Monday, February 13, 2012

Letter From Langdon: Secretary of Food? How About a Real USDA

12/15/2008

A wall that lasts requires the right amounts of brick AND mortar.
Photo: Asten

In his December 11 New York Times column, Nicholas Kristof makes his case for renaming the United States Department of Agriculture the Department of Food.

I guess agriculture has gone out of style.

Like the mythical manufacturer whose product proved to be so durable that he went out of business when people never needed to buy more than one, American farmers and ranchers have gotten to be too good at what they do.

Supplemented with the occasional import, American consumers of food no longer worry where their next meal will come from. We have food in such abundance that virtually no one is concerned about going hungry. It's true, the food banks do a good business feeding the hungry, and enrollment for free and reduced breakfasts and lunches in our schools is increasing as rural poverty continues and more and more city dwellers lose their jobs, but we have no photographs here of swollen malnourished children like those in Somalia or Zimbabwe. That's because in America, we shift the burden to those who can bear it. In other words, taxpayers foot the bill.

In America we are blessed with a wealth of land and resources that allow us to build a wall between our people and the worst ravages of hunger. But only a skilled mason can build a wall that lasts. A true craftsman knows that mortar and brick must be used in the proper proportions. Using too much of one or the other weakens the structure, shortens its lifespan, and renders it useless. A brick wall without mortar is nothing more than a pile of baked clay. Mortar gives bricks shape and purpose.

Like bricks and mortar our cities are bound together by the rural areas that separate them. Rural America binds the nation and gives it shape. It provides the basics of life to what is now mostly a corporate, urban workforce.

As Kristof points out in his article, food is important. But today's food is largely the finished product of a corporate endeavor. The rudimentary beginnings of food are the products of a shadowy enterprise called agriculture. In days past, food was simply a product of farms. But today's farms produce raw materials destined to be refined into what we now call food. Even a simple apple must be grown, harvested, wholesaled, handled, shipped, and retailed. Corporate food manufacturers bridle at the suggestion of Country of Origin Labeling based on their own estimates of the cost of compliance, but they think nothing of placing a sticky label on every individual apple sold in every grocery store nationwide. Food corporations spend billions on advertising to convince fickle consumers that their products are tasty and good but argue endlessly that mandatory labeling telling what the food consists of and where it came from is too expensive.

 

 

Most agriculture happens in rural America. To those of us who live between towns, agriculture and rural seem almost synonymous, but for people like Mr. Kristof, agriculture has become passé.

We are told that small farms serve the economy poorly. We supposedly drain the treasury of hundred dollar bills like the ones Mr. Kristof was paid for keeping his land in timber. (The payments came courtesy of Congress and USDA.) Presumably corporations do a much better job of producing the raw ingredients of food for city dwellers living in a fantasy world of food advertising, unaware of what came from where"¦ or whom. We can assume they would do much better on a diet of imported cadmium, melamine, and lead, provided the source and cost remain obscure.

After all, who needs American agriculture when the Third World has so much food to give?

· · ·

- [Task set]:
1/ Translate this sentence from the USDA column into Spanish: "Mortar gives bricks shape and purpose."
2/ Set down the passage of the USDA column that opens with the words containing "A wall that lasts requires" and closes with "out of style.".

[Records pointing to objects in photos]
· · ·

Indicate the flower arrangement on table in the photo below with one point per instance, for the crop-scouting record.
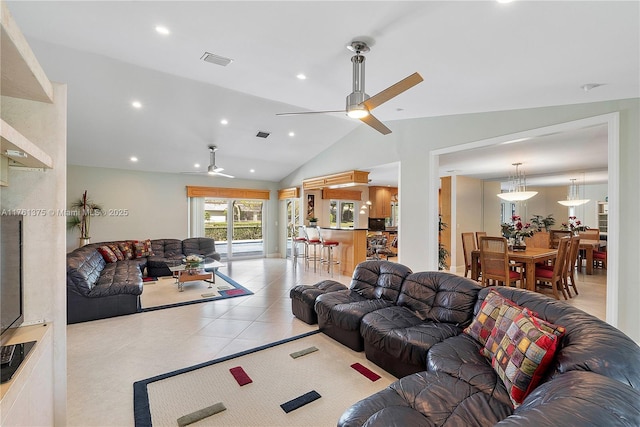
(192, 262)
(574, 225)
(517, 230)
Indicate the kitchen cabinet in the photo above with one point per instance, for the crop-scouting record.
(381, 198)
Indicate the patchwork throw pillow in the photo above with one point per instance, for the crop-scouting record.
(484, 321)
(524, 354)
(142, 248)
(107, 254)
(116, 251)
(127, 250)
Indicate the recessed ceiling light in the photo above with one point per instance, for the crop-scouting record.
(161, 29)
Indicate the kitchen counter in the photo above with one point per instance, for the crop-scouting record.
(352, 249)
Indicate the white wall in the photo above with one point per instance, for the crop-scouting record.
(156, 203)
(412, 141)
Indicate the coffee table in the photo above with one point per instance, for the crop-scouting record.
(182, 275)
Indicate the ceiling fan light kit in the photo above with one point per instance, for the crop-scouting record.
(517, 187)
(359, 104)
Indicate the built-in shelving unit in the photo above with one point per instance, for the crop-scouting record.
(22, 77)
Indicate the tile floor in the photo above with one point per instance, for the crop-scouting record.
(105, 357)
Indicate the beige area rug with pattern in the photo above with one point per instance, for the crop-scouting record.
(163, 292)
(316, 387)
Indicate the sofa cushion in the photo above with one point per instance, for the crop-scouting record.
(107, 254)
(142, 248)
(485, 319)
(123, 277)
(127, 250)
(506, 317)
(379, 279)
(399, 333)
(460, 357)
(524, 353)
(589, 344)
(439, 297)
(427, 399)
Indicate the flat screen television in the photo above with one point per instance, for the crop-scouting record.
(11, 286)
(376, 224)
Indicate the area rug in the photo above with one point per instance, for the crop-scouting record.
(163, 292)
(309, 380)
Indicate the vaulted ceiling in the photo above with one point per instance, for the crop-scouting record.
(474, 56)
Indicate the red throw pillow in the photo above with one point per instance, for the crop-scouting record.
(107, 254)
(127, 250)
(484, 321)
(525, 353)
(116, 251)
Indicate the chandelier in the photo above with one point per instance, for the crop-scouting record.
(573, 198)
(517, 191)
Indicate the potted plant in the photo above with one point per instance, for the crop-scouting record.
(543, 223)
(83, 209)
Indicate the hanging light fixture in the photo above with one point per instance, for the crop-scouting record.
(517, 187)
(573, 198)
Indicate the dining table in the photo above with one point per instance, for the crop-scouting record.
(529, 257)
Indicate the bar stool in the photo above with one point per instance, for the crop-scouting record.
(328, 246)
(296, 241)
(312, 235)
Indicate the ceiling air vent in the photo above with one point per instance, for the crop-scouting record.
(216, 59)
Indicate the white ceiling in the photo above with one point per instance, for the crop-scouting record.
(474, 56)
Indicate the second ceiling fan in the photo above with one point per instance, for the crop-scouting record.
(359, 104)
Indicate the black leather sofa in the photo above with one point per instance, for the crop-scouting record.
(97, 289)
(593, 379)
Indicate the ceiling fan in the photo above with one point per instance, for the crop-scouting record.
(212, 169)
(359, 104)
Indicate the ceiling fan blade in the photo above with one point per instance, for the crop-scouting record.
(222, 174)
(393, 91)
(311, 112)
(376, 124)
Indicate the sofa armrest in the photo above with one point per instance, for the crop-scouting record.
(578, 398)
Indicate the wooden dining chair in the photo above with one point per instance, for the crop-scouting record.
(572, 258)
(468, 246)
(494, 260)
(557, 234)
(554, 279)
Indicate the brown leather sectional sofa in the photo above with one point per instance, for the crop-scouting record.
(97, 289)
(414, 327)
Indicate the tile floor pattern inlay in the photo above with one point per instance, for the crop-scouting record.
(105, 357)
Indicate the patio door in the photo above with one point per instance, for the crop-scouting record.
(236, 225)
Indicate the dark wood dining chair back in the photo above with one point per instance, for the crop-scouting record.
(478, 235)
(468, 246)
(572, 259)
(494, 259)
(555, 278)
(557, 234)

· · ·

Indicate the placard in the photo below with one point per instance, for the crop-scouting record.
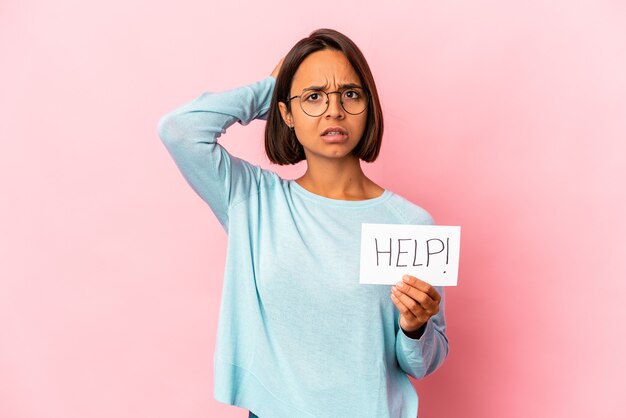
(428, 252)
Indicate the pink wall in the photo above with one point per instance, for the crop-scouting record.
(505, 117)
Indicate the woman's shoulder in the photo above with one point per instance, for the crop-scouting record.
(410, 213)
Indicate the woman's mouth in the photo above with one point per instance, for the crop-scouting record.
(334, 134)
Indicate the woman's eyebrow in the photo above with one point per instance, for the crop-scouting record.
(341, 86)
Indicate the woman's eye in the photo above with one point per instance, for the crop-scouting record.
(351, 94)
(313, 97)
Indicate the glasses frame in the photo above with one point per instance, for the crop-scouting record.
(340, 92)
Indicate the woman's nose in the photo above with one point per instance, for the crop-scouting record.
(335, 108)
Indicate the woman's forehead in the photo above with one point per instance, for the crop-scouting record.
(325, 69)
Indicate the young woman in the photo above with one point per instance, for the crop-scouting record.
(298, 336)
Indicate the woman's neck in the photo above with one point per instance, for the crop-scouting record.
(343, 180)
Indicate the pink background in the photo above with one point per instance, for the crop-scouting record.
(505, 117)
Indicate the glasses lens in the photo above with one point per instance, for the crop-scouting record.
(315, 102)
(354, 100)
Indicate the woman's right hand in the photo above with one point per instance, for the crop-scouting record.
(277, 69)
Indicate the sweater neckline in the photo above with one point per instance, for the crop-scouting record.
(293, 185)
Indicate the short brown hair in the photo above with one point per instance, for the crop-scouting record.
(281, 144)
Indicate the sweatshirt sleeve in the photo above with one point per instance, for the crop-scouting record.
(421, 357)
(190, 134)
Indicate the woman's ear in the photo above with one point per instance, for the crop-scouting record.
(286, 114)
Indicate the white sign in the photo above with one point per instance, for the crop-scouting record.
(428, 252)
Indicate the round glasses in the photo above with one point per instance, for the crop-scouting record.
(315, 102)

· · ·

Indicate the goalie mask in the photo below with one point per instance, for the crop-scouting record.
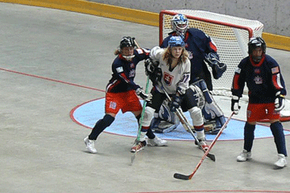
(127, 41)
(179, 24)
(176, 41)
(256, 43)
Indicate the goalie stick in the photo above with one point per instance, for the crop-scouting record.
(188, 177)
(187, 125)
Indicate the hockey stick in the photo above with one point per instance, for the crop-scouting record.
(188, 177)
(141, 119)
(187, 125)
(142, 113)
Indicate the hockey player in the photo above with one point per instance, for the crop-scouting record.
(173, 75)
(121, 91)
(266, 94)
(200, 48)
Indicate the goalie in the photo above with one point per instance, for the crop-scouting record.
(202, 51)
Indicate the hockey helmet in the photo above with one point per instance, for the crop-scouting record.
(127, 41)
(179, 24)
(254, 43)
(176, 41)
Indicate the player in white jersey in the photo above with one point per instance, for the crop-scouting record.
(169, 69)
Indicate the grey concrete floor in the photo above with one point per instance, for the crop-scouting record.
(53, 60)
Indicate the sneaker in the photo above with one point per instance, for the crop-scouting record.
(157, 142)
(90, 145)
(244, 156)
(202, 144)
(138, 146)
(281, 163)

· · ·

- [Responses in order]:
1/ El mortero da a los ladrillos forma y propósito.

2/
A wall that lasts requires the right amounts of brick AND mortar.
Photo: Asten

In his December 11 New York Times column, Nicholas Kristof makes his case for renaming the United States Department of Agriculture the Department of Food.

I guess agriculture has gone out of style.